---- Excerpted text

Peaked Hood 101 I stated out with a spare hood off a 52-54 Ford. I had already peaked the hood that goes on my sled but failed to take any pictures of it. Here is the hood. I knocked the paint off the crown so we could get some good welds and mud sticking action. She had already been nosed and filled from days gone past.
Find some round stock that is the height of the peak that you want to add. For the lowbuck project shown I pulled the hood insulation bows from the underside of the hood and cut the rolled ends off and viola .3/16 dia. Steel rod the is 50 years old just like the hood. Some call this being a cheap ass but I prefer to call it recycling. Find the center lines of the hood in roughly 4 spots. Mark the centerlines with a pencil. Lay the round stock on these lines starting at the back of the hood. Clamp the rod type and start tack welding at the back of the hood. I found that if you tack one side only the rod will pull as it cools so I tacked both sides immediately to keep the rod straight. Notice how the rod bows as the weld cools. Pressing down hard while welding will keep this from happening.
The same procedure is used for the next piece of rod that curves around the nose of the hood. I butted the rod up against the tacked rod and using the same technique tacked it all in place. As you come over the crown of the hood keep pressure on the rod so as the heat from welding weakens it you can start to bend it to match the radius of the hood. Notice the amount of welds needed to keep the rod tight against the hood. Keep the welds very cool and work slowly
Get out the air grinder with a good cutoff wheel and chop the rods off leaving about 1/8 extending past each side of the hood.
The welds arent pretty but they will hold everything in place. I added tack welds about ever inch letting the hood cool in between. Hoods warp very easy so special care needs to be taken to keep everything straight.
This is the nose of the hood. Since I was not going to extend the peak lower than the hood I used the grinder to taper the rod until it comes flush to the hood at the bottom.
This is the back of the hood. I went in with the grinder and ground all the welds down as close to the rods and the hood as possible without cutting the welds loose. If you dont do this you will have to use a lot of Bondo and the peak will not be as prominent as desired.
I mixed up some mud and slathered it on pretty heavy knowing that about 90% of it will end up on the floor anyways.
I filed off as much as I was comfortable with and let the Bondo harden. I then wrapped some coarse san paper around a deep ¾ impact socket and started to shape the peak. After a half hour of sanding here are the results
Finish up the bodywork as you normally would and hit it with a few coats of primer and you are ready to final sand and spray.
I have to do that to my 42 hood, the round rod should nestle (there's a word you don't hear very often) right in the groove. Thanks!

--------

- [Problems and tasks]:
a) Answer these from the hood-peaking guide:
(i) What vehicle was the spare hood taken from?
(ii) What diameter was the steel rod used for the peak?
(iii) How long did the sanding take before the results were shown?
b) Output the hood-peaking guide's wording between "The welds arent" and "prominent as desired.", inclusive.
c) Which tools or abrasives does the hood-peaking guide name for marking, cutting, grinding or sanding?
The rows have no role in any of this.

---- Supplied information

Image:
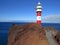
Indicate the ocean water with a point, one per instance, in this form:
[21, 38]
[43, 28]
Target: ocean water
[5, 26]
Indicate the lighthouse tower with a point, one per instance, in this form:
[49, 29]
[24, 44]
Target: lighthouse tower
[38, 11]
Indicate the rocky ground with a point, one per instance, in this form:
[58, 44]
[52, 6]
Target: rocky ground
[29, 34]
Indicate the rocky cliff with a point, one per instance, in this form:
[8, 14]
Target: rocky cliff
[29, 34]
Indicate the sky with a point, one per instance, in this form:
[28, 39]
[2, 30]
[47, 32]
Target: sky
[25, 11]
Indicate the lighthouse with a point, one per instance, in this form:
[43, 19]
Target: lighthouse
[38, 11]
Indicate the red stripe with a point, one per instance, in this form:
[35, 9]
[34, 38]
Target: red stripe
[38, 13]
[38, 21]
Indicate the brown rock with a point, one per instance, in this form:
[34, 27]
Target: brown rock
[29, 34]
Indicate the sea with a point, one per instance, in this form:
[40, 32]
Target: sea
[5, 26]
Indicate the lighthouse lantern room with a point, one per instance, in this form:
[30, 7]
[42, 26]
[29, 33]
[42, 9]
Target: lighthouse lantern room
[38, 11]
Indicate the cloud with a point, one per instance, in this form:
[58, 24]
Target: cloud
[51, 19]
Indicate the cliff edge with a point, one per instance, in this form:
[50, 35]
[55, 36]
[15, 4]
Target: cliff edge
[29, 34]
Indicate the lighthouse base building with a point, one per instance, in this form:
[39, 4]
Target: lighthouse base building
[38, 11]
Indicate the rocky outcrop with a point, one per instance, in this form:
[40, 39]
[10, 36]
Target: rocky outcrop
[57, 37]
[29, 34]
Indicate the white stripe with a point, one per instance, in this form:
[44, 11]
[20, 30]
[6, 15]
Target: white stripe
[38, 17]
[39, 7]
[39, 10]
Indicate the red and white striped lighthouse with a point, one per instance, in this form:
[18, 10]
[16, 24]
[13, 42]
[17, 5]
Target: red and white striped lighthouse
[38, 11]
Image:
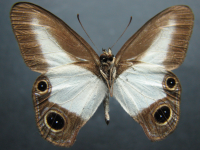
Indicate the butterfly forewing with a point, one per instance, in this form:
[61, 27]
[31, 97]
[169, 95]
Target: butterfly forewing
[46, 41]
[163, 40]
[67, 93]
[73, 85]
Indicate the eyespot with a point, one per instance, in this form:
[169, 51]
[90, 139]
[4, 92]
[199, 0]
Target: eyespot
[54, 121]
[42, 86]
[162, 114]
[171, 82]
[110, 58]
[103, 58]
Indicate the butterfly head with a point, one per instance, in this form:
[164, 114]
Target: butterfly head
[107, 57]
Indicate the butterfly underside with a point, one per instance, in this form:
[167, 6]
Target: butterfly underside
[74, 80]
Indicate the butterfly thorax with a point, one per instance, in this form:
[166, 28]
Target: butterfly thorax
[107, 68]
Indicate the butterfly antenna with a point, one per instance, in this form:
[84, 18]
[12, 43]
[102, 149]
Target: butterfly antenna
[86, 32]
[123, 32]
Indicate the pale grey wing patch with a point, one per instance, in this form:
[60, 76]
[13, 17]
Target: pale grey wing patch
[139, 86]
[76, 89]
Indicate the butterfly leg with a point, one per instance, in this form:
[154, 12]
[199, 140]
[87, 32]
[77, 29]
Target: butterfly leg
[106, 109]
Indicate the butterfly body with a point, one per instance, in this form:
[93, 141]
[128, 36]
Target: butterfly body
[74, 80]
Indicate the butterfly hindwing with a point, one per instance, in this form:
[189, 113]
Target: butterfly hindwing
[67, 93]
[145, 87]
[73, 95]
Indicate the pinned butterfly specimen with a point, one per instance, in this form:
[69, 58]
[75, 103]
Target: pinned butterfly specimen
[74, 80]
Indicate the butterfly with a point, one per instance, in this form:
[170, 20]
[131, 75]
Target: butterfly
[74, 80]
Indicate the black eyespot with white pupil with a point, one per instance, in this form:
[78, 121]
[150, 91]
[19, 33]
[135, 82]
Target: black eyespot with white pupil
[55, 121]
[110, 58]
[171, 82]
[103, 58]
[162, 114]
[42, 86]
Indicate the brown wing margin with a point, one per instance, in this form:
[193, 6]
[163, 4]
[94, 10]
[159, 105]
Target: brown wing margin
[21, 16]
[142, 39]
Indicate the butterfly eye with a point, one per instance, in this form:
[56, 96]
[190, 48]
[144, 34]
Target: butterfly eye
[42, 86]
[103, 58]
[55, 121]
[162, 114]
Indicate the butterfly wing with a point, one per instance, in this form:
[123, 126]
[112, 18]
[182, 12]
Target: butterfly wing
[67, 93]
[145, 87]
[45, 40]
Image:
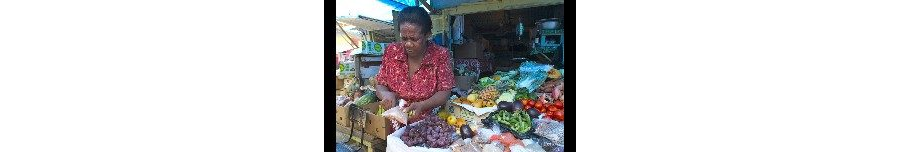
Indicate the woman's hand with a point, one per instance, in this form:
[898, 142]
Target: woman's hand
[418, 110]
[388, 100]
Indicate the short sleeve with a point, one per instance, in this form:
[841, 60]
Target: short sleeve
[445, 79]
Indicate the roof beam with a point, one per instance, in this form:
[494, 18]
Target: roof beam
[477, 7]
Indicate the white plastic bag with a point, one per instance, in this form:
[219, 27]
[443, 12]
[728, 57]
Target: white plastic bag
[396, 114]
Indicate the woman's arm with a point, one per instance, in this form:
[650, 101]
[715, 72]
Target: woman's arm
[388, 98]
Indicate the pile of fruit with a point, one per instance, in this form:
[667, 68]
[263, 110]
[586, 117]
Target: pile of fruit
[432, 131]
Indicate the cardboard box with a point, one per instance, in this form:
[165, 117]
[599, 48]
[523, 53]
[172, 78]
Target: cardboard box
[339, 84]
[465, 82]
[343, 115]
[376, 125]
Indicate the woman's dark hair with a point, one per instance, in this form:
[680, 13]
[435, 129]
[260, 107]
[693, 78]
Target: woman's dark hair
[415, 15]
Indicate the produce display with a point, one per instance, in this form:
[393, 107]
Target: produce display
[517, 121]
[529, 101]
[432, 131]
[366, 98]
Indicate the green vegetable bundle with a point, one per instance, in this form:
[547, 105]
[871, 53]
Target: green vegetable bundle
[367, 98]
[517, 121]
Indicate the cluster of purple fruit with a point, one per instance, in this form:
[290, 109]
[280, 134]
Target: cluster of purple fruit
[432, 131]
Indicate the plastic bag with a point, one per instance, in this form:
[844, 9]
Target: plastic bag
[534, 147]
[532, 75]
[552, 130]
[493, 147]
[507, 139]
[396, 114]
[466, 145]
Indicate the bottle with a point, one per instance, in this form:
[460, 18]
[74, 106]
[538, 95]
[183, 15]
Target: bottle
[520, 29]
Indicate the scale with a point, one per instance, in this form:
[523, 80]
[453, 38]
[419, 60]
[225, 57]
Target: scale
[548, 42]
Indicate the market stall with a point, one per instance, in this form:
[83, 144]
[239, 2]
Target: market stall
[509, 93]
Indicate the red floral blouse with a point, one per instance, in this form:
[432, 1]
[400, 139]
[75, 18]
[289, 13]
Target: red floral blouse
[433, 75]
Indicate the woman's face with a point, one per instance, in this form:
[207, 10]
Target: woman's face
[412, 38]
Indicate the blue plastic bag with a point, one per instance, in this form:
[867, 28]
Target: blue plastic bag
[532, 75]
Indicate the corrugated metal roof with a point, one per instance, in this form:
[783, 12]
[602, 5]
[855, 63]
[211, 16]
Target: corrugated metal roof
[366, 23]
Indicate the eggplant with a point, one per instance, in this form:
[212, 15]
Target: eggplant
[533, 113]
[503, 105]
[466, 132]
[517, 105]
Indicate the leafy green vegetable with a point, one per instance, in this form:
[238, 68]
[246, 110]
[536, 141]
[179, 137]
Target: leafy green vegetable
[518, 121]
[367, 98]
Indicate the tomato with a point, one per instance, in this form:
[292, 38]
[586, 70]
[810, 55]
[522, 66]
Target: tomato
[558, 104]
[559, 115]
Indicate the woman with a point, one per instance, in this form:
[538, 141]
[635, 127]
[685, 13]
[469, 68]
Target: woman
[415, 69]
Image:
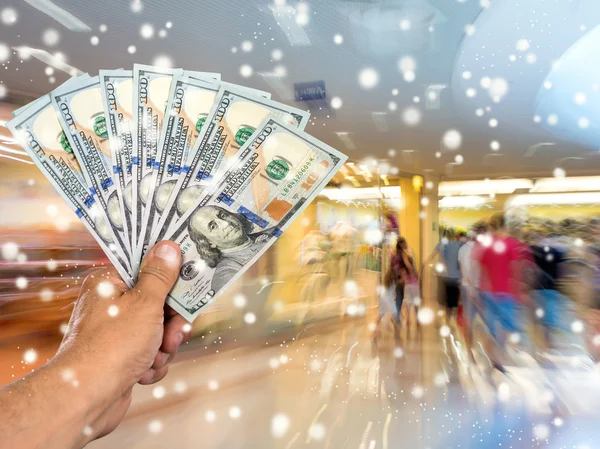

--------

- [Answers below]:
a)
(i) A 52-54 Ford
(ii) 3/16
(iii) A half hour

b)
The welds arent pretty but they will hold everything in place. I added tack welds about ever inch letting the hood cool in between. Hoods warp very easy so special care needs to be taken to keep everything straight.
This is the nose of the hood. Since I was not going to extend the peak lower than the hood I used the grinder to taper the rod until it comes flush to the hood at the bottom.
This is the back of the hood. I went in with the grinder and ground all the welds down as close to the rods and the hood as possible without cutting the welds loose. If you dont do this you will have to use a lot of Bondo and the peak will not be as prominent as desired.

c)
- Pencil
- Air grinder
- Cutoff wheel
- Coarse san paper
- Deep ¾ impact socket